Task item:
Can you copy the passage on Judge Kinkaide's ruling about the ExxonMobil securities claims in full, word for word?

In connection with the company’s alleged failure to recognize or delay in recognizing the impairment of one specific energy asset, the Rocky Dry Gas Operation, the plaintiff had alleged among other things that the company had failed to conduct impairment determinations according to GAAP because the company failed to include its proxy cost of carbon in the impairment analysis. Judge Kinkaide concluded that the alleged failure to include the proxy cost in the impairment determination necessarily omitted facts going to the basis of the company’s impairment opinion, making the opinion materially misleading.
Judge Kinkaide also concluded that the plaintiff has sufficiently pled scienter as to the company and all but one of the individual defendants, despite the absence of any insider trading allegations. In reaching this conclusion, Judge Kinkaide relied on the plaintiff’s allegations that Exxon CEO Rex Tillerson and the other individual defendants received in-depth briefings on and actively engaged in discussions of the company’s financial position and the risks of climate change. The company and individual defendants had a motive to maintain the company’s AAA credit rating by using a lower, internal proxy cost and not recognizing asset impairment so as to complete a planned $12 billion public debt offering (the largest in the company’s history) in order for the company to continue to be able to pay shareholder dividends.
Finally, Judge Kinkaide concluded that the plaintiff had sufficiently pled loss causation, notwithstanding the defendants’ argument that there was not any actual corrective disclosures and resulting drop in stock price. The plaintiff alleged that rather than a single corrective disclosure there was a series of several partial disclosures resulting in the company’s share price dropping gradually. Judge Kinkaide concluded that the plaintiff had sufficiently alleged loss causation, reasoning that “it is plausible that over the course of the alleged partial disclosures, the market became aware of ExxonMobil’s alleged fraud and reacted each time with ExxonMobil’s common stock falling.”

Provided information:
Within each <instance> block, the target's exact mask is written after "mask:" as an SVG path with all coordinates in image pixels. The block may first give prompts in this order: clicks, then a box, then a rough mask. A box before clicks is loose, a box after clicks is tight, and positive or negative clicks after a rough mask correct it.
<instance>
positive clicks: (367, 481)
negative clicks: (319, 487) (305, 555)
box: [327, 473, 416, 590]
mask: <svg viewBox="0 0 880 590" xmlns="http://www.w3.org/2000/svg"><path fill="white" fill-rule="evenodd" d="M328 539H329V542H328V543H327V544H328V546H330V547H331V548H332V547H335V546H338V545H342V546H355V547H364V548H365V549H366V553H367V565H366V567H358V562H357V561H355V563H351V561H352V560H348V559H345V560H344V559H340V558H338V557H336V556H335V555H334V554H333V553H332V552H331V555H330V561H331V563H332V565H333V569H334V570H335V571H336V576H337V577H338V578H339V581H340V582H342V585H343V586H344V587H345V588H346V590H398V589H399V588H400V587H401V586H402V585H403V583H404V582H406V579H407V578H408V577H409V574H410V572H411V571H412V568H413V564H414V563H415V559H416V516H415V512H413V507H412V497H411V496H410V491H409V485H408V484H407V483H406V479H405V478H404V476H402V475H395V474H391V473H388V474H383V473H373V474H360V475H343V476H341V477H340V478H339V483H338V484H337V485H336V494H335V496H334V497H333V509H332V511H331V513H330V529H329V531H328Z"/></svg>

--

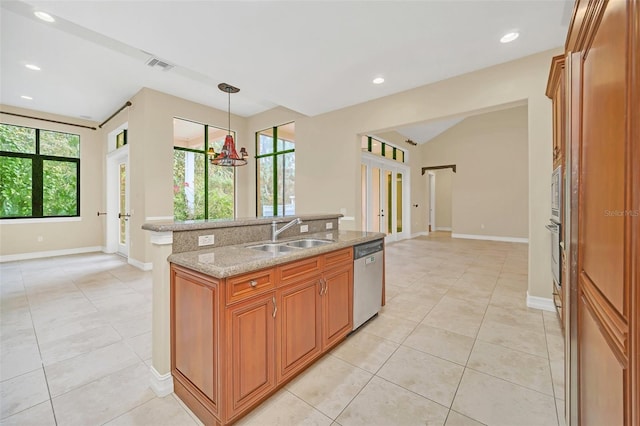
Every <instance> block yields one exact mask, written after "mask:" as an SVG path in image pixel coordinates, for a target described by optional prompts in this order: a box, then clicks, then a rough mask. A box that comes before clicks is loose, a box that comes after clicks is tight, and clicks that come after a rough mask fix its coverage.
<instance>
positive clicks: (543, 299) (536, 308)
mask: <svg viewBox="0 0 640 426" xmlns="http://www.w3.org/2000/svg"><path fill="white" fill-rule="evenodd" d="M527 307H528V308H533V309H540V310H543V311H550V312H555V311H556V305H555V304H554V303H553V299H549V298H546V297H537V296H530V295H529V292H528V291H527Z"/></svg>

==

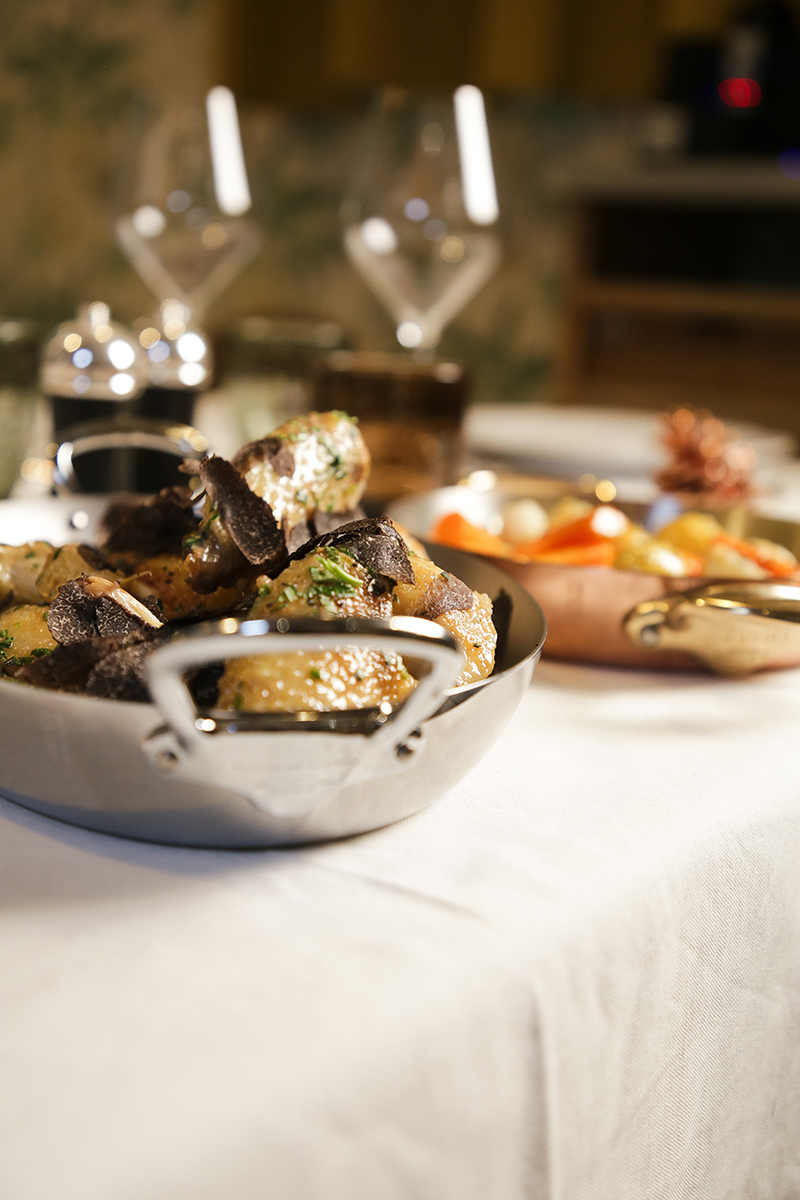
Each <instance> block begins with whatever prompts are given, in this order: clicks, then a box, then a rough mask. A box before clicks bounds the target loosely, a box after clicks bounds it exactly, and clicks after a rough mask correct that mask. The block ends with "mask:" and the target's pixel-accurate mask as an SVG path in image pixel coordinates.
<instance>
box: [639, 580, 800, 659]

Solved exercise:
In connection with the company’s alleged failure to recognize or delay in recognizing the impairment of one specific energy asset, the Rocky Dry Gas Operation, the plaintiff had alleged among other things that the company had failed to conduct impairment determinations according to GAAP because the company failed to include its proxy cost of carbon in the impairment analysis. Judge Kinkaide concluded that the alleged failure to include the proxy cost in the impairment determination necessarily omitted facts going to the basis of the company’s impairment opinion, making the opinion materially misleading.
Judge Kinkaide also concluded that the plaintiff has sufficiently pled scienter as to the company and all but one of the individual defendants, despite the absence of any insider trading allegations. In reaching this conclusion, Judge Kinkaide relied on the plaintiff’s allegations that Exxon CEO Rex Tillerson and the other individual defendants received in-depth briefings on and actively engaged in discussions of the company’s financial position and the risks of climate change. The company and individual defendants had a motive to maintain the company’s AAA credit rating by using a lower, internal proxy cost and not recognizing asset impairment so as to complete a planned $12 billion public debt offering (the largest in the company’s history) in order for the company to continue to be able to pay shareholder dividends.
Finally, Judge Kinkaide concluded that the plaintiff had sufficiently pled loss causation, notwithstanding the defendants’ argument that there was not any actual corrective disclosures and resulting drop in stock price. The plaintiff alleged that rather than a single corrective disclosure there was a series of several partial disclosures resulting in the company’s share price dropping gradually. Judge Kinkaide concluded that the plaintiff had sufficiently alleged loss causation, reasoning that “it is plausible that over the course of the alleged partial disclosures, the market became aware of ExxonMobil’s alleged fraud and reacted each time with ExxonMobil’s common stock falling.”